### THE TASK
Reproduce the items from the line containing "Task: indicate the white picket" through the line containing "x=431 y=168", inclusive, substituting "pony" for every occurrence of "horse" and leaving all else unchanged.

[Location identification entries]

■ ■ ■

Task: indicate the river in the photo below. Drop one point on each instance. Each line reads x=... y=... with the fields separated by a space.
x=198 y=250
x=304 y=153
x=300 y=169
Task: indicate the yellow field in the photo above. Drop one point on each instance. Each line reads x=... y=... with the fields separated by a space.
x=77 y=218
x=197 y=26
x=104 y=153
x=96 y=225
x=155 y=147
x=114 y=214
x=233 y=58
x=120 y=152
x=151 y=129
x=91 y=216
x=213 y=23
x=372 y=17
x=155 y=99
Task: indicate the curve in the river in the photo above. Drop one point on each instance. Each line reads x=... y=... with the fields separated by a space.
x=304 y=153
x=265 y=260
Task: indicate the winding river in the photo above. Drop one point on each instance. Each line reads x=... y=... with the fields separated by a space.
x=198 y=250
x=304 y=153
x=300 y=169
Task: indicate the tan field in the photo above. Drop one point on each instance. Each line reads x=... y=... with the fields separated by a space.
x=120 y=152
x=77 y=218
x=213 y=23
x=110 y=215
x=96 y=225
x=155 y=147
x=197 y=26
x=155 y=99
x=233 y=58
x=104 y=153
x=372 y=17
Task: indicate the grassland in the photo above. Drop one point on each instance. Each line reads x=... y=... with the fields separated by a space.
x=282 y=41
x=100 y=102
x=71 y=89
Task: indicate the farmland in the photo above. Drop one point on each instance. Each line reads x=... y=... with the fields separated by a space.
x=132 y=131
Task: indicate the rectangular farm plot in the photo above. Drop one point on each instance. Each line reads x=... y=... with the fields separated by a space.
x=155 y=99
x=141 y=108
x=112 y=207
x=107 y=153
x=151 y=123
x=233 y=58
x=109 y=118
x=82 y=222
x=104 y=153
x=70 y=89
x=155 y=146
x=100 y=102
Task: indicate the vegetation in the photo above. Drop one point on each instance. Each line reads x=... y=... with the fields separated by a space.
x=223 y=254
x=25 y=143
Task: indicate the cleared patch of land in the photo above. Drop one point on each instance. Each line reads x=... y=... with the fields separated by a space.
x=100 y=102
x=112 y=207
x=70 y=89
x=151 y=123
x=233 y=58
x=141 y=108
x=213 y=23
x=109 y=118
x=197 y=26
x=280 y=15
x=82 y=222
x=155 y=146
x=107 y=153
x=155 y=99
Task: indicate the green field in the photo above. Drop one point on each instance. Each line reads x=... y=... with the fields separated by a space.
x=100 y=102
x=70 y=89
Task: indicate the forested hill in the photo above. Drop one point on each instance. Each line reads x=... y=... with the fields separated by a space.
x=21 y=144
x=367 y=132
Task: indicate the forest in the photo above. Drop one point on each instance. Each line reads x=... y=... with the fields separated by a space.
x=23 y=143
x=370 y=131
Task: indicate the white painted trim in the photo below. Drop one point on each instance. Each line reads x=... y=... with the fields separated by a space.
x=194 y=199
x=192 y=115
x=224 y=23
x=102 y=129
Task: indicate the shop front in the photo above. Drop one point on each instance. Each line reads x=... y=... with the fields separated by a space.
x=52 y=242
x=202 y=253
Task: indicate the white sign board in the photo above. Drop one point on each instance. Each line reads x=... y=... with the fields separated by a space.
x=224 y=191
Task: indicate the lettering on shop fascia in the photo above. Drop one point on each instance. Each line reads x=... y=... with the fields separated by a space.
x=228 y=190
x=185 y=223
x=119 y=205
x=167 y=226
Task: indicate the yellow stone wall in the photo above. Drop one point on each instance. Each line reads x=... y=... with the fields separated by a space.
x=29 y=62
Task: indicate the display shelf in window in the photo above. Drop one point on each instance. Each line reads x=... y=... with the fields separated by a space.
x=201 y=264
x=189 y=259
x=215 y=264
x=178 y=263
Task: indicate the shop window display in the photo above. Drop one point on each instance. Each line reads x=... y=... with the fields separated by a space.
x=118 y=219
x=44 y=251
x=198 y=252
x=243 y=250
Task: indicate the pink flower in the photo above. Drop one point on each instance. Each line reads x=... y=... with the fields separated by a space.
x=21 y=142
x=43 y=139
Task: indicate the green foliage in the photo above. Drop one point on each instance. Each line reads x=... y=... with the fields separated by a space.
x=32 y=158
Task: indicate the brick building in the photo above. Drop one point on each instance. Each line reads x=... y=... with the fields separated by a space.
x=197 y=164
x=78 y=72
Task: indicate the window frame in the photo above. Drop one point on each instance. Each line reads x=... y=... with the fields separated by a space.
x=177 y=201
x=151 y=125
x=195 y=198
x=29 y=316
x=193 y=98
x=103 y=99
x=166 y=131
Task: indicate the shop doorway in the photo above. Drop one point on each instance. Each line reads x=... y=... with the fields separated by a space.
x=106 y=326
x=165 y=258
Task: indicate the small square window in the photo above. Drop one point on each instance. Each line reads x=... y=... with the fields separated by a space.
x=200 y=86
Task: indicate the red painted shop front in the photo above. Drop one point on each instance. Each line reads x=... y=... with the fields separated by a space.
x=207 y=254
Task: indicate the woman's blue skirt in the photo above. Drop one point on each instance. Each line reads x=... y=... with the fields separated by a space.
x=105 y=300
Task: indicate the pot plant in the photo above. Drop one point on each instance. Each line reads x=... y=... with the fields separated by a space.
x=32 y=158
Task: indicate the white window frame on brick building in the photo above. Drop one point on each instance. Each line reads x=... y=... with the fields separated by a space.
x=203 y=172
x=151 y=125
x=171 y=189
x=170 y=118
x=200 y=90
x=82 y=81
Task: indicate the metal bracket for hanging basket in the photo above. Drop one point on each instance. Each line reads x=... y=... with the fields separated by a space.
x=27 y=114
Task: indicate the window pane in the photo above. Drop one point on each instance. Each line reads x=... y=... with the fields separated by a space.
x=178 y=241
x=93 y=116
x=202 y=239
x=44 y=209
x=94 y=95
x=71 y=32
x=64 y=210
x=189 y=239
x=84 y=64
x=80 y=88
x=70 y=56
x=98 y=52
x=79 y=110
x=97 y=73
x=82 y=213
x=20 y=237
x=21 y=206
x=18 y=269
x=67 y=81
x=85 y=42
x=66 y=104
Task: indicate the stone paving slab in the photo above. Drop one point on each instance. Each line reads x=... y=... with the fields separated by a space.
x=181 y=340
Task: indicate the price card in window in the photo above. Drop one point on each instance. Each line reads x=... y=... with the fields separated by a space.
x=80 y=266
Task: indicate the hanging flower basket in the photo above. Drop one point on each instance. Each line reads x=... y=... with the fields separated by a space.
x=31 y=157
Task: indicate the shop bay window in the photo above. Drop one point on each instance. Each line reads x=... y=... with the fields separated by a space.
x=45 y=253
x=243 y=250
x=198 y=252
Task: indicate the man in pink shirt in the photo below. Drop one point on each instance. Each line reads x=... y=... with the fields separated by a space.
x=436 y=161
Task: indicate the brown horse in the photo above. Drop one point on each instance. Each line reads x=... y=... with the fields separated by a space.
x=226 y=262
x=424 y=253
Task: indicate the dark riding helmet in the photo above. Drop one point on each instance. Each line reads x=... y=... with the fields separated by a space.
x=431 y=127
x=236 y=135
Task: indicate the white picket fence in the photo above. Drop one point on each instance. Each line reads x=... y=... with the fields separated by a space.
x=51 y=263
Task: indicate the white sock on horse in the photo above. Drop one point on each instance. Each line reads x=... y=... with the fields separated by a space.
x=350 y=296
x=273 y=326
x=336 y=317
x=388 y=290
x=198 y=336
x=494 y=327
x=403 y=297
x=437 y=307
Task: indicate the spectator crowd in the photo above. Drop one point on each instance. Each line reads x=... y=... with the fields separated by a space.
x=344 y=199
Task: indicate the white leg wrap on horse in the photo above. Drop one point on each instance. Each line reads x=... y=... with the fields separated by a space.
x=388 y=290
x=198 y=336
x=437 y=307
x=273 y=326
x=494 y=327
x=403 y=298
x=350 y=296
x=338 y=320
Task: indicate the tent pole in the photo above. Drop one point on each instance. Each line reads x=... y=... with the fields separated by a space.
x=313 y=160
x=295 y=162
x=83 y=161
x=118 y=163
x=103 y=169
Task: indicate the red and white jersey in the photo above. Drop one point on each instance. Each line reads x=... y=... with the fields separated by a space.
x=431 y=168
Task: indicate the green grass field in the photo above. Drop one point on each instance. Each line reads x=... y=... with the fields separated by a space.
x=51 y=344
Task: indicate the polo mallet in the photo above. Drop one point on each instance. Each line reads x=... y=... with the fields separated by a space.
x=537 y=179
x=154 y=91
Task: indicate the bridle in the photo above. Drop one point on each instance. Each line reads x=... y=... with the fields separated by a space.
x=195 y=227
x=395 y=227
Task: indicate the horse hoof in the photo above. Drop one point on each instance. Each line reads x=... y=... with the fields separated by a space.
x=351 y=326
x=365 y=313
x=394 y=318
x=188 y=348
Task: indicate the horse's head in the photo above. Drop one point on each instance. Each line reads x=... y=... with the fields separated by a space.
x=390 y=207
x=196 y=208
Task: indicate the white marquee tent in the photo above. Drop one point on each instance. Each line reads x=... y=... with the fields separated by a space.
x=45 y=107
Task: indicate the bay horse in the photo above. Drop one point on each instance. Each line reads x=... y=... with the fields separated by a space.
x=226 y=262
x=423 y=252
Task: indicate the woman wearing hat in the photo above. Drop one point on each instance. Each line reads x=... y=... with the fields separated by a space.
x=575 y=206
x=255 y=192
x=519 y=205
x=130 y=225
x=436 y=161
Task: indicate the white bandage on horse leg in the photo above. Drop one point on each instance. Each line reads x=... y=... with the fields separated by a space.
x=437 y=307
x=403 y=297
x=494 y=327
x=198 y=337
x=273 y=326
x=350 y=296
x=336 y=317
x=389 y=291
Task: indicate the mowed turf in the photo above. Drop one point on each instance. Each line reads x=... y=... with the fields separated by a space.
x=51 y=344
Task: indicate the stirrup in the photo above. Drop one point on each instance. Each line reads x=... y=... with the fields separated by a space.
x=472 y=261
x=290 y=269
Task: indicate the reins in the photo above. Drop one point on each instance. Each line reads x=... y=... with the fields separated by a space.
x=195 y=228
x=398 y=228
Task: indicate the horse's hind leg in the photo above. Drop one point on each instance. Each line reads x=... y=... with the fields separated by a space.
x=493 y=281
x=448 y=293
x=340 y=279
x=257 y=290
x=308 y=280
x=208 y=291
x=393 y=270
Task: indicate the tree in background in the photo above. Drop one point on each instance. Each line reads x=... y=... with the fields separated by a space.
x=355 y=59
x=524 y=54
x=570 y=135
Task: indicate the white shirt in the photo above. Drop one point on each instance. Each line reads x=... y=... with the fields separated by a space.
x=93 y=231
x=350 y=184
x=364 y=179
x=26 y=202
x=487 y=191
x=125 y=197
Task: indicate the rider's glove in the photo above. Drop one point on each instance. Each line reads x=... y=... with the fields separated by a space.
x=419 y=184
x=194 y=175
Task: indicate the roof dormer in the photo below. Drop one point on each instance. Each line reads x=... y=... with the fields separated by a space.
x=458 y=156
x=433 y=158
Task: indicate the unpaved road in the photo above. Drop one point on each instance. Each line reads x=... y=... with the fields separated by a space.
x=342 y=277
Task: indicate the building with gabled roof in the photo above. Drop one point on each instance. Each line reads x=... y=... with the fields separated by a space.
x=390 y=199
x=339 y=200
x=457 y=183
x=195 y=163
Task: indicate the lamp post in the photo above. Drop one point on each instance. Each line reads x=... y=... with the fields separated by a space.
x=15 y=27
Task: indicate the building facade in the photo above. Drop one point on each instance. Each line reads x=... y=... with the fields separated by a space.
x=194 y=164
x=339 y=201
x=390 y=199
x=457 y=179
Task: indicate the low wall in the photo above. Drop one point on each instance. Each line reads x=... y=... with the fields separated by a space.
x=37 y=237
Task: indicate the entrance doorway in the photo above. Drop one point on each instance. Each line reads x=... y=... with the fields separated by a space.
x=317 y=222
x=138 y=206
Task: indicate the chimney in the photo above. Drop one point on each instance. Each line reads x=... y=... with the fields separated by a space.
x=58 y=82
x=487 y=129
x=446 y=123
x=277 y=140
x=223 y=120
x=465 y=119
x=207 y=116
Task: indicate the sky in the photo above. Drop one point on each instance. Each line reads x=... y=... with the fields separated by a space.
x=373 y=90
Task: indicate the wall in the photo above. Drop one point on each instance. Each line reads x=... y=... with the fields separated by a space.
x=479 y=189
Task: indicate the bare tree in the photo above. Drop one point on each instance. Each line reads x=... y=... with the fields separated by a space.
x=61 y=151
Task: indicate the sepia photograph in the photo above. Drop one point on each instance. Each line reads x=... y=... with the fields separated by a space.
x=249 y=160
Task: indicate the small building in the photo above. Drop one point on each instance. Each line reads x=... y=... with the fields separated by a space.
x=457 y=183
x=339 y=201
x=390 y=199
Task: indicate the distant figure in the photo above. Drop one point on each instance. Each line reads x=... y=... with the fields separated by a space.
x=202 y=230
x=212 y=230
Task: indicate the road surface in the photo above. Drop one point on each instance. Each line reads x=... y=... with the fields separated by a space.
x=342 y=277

■ ■ ■

### TASK SOLUTION
Task: indicate the white picket fence in the photo above. Drop one point on each instance. Each line reads x=... y=... with the fields separated by a space.
x=51 y=263
Task: indicate the white sock on pony in the photo above. Drop one point on each instance. Each line reads x=... y=... with the fields separated by a space.
x=350 y=296
x=273 y=326
x=336 y=317
x=388 y=290
x=198 y=336
x=494 y=327
x=403 y=297
x=437 y=307
Task: indicate the spectator crowd in the photo above. Drop one point on each instance. Each line reads x=... y=... with the fields separated by a space.
x=344 y=199
Task: indicate the white leg wrap on pony in the photo above. Drop one point on each instance. Each line reads x=... y=... with the fields separated by a space.
x=388 y=290
x=198 y=336
x=437 y=307
x=273 y=326
x=494 y=327
x=403 y=298
x=350 y=296
x=338 y=320
Task: indicate the tent pole in the photo above. Drop one point on each instance. Each line reads x=... y=... with the fields separated by a space.
x=313 y=160
x=295 y=162
x=83 y=161
x=118 y=163
x=103 y=169
Task: indicate the red and white jersey in the photo above. Drop one point on each instance. Each line reads x=... y=... with the fields separated by a space.
x=431 y=168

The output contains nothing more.